§ **WHAT THE EXERCISE ASKS**: Format every line of the listing below as a numbered list, omitting any blank lines.

☆ ☆ ☆ ☆ ☆ ☆ ☆

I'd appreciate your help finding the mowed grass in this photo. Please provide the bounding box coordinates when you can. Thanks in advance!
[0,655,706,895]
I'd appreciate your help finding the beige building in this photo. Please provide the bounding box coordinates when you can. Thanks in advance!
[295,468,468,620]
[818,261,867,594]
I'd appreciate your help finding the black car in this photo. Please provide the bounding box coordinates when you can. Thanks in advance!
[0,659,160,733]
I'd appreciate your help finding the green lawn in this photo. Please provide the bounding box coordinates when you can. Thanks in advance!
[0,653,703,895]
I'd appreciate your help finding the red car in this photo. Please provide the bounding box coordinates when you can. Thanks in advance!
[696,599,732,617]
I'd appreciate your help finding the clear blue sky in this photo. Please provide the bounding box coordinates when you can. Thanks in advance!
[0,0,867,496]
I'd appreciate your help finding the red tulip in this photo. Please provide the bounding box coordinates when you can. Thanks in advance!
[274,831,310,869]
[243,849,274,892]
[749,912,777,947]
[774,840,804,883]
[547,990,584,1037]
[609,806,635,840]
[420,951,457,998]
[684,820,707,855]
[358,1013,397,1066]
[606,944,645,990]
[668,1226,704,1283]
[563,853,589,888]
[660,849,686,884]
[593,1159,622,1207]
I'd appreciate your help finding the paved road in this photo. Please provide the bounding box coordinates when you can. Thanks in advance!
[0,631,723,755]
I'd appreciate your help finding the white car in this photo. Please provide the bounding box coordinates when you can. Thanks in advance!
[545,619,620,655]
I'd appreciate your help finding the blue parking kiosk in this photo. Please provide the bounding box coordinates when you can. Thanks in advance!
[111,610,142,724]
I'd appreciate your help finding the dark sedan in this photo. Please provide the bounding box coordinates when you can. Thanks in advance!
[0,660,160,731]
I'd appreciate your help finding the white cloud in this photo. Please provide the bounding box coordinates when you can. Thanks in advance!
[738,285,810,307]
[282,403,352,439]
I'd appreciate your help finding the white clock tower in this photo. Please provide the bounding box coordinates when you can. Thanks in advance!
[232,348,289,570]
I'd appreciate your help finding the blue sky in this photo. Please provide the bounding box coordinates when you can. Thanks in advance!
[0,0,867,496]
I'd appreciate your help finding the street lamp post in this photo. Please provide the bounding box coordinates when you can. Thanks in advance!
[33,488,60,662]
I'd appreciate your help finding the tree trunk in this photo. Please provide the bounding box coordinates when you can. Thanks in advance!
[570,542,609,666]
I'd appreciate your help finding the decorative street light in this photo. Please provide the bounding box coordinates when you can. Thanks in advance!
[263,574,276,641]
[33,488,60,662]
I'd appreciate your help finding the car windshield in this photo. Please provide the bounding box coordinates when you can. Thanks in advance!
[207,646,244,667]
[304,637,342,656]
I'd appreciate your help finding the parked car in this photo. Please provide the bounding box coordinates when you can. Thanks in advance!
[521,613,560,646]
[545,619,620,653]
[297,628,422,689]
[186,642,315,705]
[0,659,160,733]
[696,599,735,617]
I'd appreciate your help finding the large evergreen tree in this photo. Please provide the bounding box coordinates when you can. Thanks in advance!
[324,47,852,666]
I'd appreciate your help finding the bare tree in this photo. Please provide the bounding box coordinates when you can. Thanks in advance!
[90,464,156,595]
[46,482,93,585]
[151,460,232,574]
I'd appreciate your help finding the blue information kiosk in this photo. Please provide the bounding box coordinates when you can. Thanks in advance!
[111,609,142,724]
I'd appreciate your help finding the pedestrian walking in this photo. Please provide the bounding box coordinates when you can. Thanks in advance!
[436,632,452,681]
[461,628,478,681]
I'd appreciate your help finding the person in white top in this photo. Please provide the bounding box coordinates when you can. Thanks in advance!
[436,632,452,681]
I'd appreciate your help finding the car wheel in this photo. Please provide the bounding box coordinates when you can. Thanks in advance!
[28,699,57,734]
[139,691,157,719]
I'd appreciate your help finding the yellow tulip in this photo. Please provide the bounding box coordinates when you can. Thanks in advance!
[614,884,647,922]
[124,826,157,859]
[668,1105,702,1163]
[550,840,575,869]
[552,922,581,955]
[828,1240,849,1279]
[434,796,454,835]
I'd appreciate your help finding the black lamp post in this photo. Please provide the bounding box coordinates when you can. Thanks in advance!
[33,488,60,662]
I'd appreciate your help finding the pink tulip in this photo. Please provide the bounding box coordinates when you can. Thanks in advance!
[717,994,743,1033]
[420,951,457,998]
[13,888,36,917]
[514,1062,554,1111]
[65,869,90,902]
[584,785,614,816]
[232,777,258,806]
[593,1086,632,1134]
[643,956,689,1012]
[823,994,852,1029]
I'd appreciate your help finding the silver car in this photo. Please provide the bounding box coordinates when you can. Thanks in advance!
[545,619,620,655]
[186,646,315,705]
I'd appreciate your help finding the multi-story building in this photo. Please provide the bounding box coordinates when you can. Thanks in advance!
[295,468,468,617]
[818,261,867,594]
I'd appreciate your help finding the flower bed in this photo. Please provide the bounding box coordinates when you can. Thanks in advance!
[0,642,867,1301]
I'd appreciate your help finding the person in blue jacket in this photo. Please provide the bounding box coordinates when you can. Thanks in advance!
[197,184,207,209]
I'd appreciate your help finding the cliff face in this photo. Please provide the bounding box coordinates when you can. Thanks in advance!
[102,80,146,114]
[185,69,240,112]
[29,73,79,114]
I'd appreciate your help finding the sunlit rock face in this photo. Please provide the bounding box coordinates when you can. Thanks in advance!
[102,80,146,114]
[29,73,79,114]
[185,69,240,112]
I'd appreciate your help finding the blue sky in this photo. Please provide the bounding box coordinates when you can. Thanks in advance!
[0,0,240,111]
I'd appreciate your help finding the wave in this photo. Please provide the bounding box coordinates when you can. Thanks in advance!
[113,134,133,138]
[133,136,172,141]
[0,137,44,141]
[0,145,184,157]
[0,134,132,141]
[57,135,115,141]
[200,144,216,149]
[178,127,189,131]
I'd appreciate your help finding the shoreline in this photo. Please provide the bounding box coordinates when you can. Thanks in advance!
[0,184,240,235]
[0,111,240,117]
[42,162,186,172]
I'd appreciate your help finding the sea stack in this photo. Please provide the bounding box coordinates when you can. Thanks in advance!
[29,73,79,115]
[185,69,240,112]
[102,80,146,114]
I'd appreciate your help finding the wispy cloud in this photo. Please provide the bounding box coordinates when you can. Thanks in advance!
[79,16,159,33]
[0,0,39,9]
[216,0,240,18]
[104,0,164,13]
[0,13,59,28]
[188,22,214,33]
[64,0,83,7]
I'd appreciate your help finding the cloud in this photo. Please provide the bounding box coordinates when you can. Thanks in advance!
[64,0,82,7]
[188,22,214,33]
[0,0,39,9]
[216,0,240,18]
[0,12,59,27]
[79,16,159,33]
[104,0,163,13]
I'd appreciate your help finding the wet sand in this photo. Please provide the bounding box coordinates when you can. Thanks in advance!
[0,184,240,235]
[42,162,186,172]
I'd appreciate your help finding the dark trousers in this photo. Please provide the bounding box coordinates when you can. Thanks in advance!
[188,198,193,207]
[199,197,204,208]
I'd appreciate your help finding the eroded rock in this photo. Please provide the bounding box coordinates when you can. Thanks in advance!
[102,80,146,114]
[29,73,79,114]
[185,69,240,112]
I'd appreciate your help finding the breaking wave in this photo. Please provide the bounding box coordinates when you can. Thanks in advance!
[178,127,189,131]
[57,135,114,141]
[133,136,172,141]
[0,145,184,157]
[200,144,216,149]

☆ ☆ ☆ ☆ ☆ ☆ ☆

§ **CORRECT OUTPUT**:
1. I'd appreciate your help finding the mowed grass in this photo. Please provide the bounding box coordinates when you can. Thanks in advance!
2. [0,655,706,895]
3. I'd appreciate your help finding the beige building in this photo. Please provide the bounding box coordinates when you can. Thanks in advance!
4. [295,468,468,620]
5. [818,261,867,594]
6. I'd appreciate your help finding the black car in this photo. Please provide the bounding box coordinates when you can. Thanks in advance!
7. [0,659,160,733]
8. I'd appreciate your help finding the green lawn in this photo. Please provide the bounding box coordinates when you can. Thanks in advance!
9. [0,653,703,895]
10. I'd appreciate your help finding the red car in this photo. Please provide the bounding box coordinates when you can. Thanks in advance!
11. [696,599,732,617]
12. I'd appreciate your help finding the clear blue sky in this photo. Please provide the bounding box coordinates when you can. Thanks in advance!
13. [0,0,867,496]
14. I'd appreciate your help finding the red tulip in this photo. Please provide the bounding box coordinates when you can. Thanks in advance!
15. [274,831,310,869]
16. [243,849,274,892]
17. [749,912,777,947]
18. [774,840,804,883]
19. [547,990,584,1037]
20. [609,806,635,840]
21. [420,951,457,998]
22. [684,820,707,855]
23. [358,1013,397,1066]
24. [606,944,645,990]
25. [668,1226,704,1283]
26. [563,853,589,888]
27. [660,849,686,884]
28. [593,1159,622,1207]
29. I'd appreciate your help finding the paved road in this photo. Please provide the bounding box coordinates when you can. Thanks in advance!
30. [0,631,723,755]
31. I'd appreciate your help finding the white car in this photo. Please provide the bounding box coordinates when you can. Thanks in advance!
32. [545,619,620,655]
33. I'd appreciate your help finding the blue parking kiosk in this photo. Please provide the bounding box coordinates when you can. Thanks in advance!
34. [111,610,142,724]
35. I'd appreciate your help finding the dark sedan in this photo. Please provide the bounding box coordinates when you can. Thanks in advance!
36. [0,660,160,731]
37. I'd appreciate your help finding the white cloud in this photo. Please provide the bounding box coordinates when you can. Thanks in advance!
38. [738,285,810,307]
39. [282,403,352,439]
40. I'd appreciate your help finding the white clock tower in this photo. Please provide the bounding box coordinates when you can. Thanks in advance!
41. [232,348,289,570]
42. I'd appreciate your help finding the blue sky in this photo. Please provide the bounding box coordinates when you can. Thanks in advance!
43. [0,0,867,496]
44. I'd appreciate your help finding the street lamp post in this photo. Please provide the bounding box coordinates when you can. Thanks in advance!
45. [33,488,60,662]
46. I'd appreciate your help finding the tree trunk in this photo. Please provide the bounding box coordinates when you can. Thanks in advance!
47. [570,542,609,666]
48. I'd appreciate your help finding the decorative street light in this photo. Please provide the bounding box coordinates when you can. Thanks in advance!
49. [263,574,276,641]
50. [33,488,60,662]
51. I'd appreciate your help finding the car windshield in this photo. Please provide the bounding box coordinates when you can. Thanks in advance!
52. [207,646,244,667]
53. [304,637,342,656]
54. I'd appreciate your help finding the parked car in this photo. Please provide the bounding box coordinates when you can. Thanks in advance!
55. [521,613,560,646]
56. [545,619,620,653]
57. [297,628,422,689]
58. [186,642,315,705]
59. [0,659,160,733]
60. [696,599,735,617]
61. I'd appreciate your help finding the large evergreen tree in this photo. Please provide the bounding box coordinates when you can. Thanks in advance!
62. [324,47,852,666]
63. I'd appreciate your help finding the bare tree in this photo. Please provide the bounding box coordinates when you can. Thanks in advance!
64. [90,464,156,595]
65. [46,482,93,585]
66. [151,460,232,574]
67. I'd appreciate your help finding the blue information kiosk in this photo. Please provide the bounding box coordinates when you can. Thanks in advance!
68. [111,609,142,724]
69. I'd appreciate your help finding the pedestrian walking in this photo. Please provide the bounding box coordinates when you can. Thanks in advance!
70. [436,632,452,681]
71. [461,628,478,681]
72. I'd appreciate your help finding the person in white top in this photo. Please provide the bounding box coordinates when you can. Thanks in advance!
73. [436,632,452,681]
74. I'd appreciate your help finding the car wheel in this photo. Please provide the bounding box coordinates when you can. Thanks in advance!
75. [28,699,57,734]
76. [139,691,157,719]
77. I'd appreciate your help finding the yellow tulip in this photo. Please provide the bounding box coordinates when you can. Thanks in advance!
78. [614,884,647,922]
79. [124,826,157,859]
80. [668,1105,702,1163]
81. [550,840,575,869]
82. [552,922,581,955]
83. [828,1240,849,1279]
84. [434,796,454,835]
85. I'd appreciate your help finding the black lamp post in this photo. Please provide the bounding box coordinates when you can. Thanks in advance!
86. [33,488,60,662]
87. I'd appreciate your help finding the pink tulip in this photo. Please provide the bounding box coordinates when you can. Thanks in advance!
88. [717,994,743,1033]
89. [420,951,457,998]
90. [13,888,36,917]
91. [514,1062,554,1111]
92. [65,869,90,902]
93. [584,785,614,816]
94. [232,777,258,806]
95. [593,1086,632,1134]
96. [643,956,689,1012]
97. [823,994,852,1029]
98. I'd appreciate your help finding the silver car in this photo. Please provide the bounding box coordinates when you can. Thanks in advance!
99. [545,619,620,655]
100. [186,646,315,705]
101. I'd appreciate your help finding the multi-story building in this photo. Please provide the bounding box coordinates when you can. Thanks in advance!
102. [295,468,468,617]
103. [818,261,867,594]
104. I'd appreciate your help finding the flower bed in this photo. Please provide the bounding box coordinates when you can. Thanks in advance!
105. [0,642,867,1301]
106. I'd appreciate your help finding the person in blue jacket in this photo. Please provide the bounding box coordinates when you can. Thanks in advance!
107. [197,184,207,209]
108. I'd appreciate your help finding the cliff face in this photo. Please provide the bounding box coordinates when you can. Thanks in advance!
109. [102,80,146,114]
110. [185,69,240,112]
111. [29,73,79,114]
112. I'd appreciate your help finding the sunlit rock face in this photo. Please provide the bounding box coordinates when you can. Thanks in advance!
113. [102,80,146,114]
114. [29,73,79,114]
115. [185,69,240,112]
116. I'd appreciate your help finding the blue sky in this photo. Please provide the bounding box coordinates when you can. Thanks in advance!
117. [0,0,240,111]
118. I'd appreciate your help finding the wave in this photo. Please provide the bounding box coordinates when you can. Thanks in advance!
119. [113,134,133,138]
120. [133,136,172,141]
121. [0,137,44,141]
122. [0,145,184,157]
123. [0,134,132,141]
124. [57,135,115,141]
125. [200,144,216,149]
126. [178,127,189,131]
127. I'd appreciate your help finding the shoreline in this photo. Please provide the bounding box coordinates when you can. Thanks in advance!
128. [0,184,240,235]
129. [0,111,240,117]
130. [42,162,186,172]
131. I'd appreciate your help finding the sea stack in this photo. Please provide the bounding box coordinates when you can. Thanks in advance!
132. [29,73,79,115]
133. [185,69,240,112]
134. [102,80,146,114]
135. I'd appreciate your help finding the wispy cloud in this photo. Please provide the bounding box coordinates when you can. Thanks in advance!
136. [79,16,159,33]
137. [0,0,39,9]
138. [216,0,240,18]
139. [104,0,164,13]
140. [0,13,59,28]
141. [188,22,214,33]
142. [64,0,83,7]
143. I'd appreciate your help finding the cloud in this photo. Please provide the bounding box coordinates when you can. Thanks in advance!
144. [64,0,82,7]
145. [188,22,214,33]
146. [0,0,39,9]
147. [216,0,240,18]
148. [0,12,59,27]
149. [79,16,159,33]
150. [104,0,163,13]
151. I'd appreciate your help finding the wet sand in this photo. Please provide the bounding box coordinates when you can. Thanks in advance!
152. [0,184,240,235]
153. [42,162,186,172]
154. I'd appreciate your help finding the dark trousers in this photo. Please provide the bounding box coordinates when you can. Thanks in advance!
155. [188,198,193,207]
156. [199,197,204,208]
157. I'd appreciate your help finding the eroded rock in this photo. Please provide the bounding box coordinates when you can. Thanks in advance!
158. [102,80,146,114]
159. [29,73,79,114]
160. [185,69,240,112]
161. I'd appreciate your help finding the breaking wave in this photo. Please provide the bounding box coordinates when you can. Thanks in advance!
162. [178,127,189,131]
163. [57,135,114,141]
164. [133,136,172,141]
165. [0,145,184,157]
166. [200,144,216,149]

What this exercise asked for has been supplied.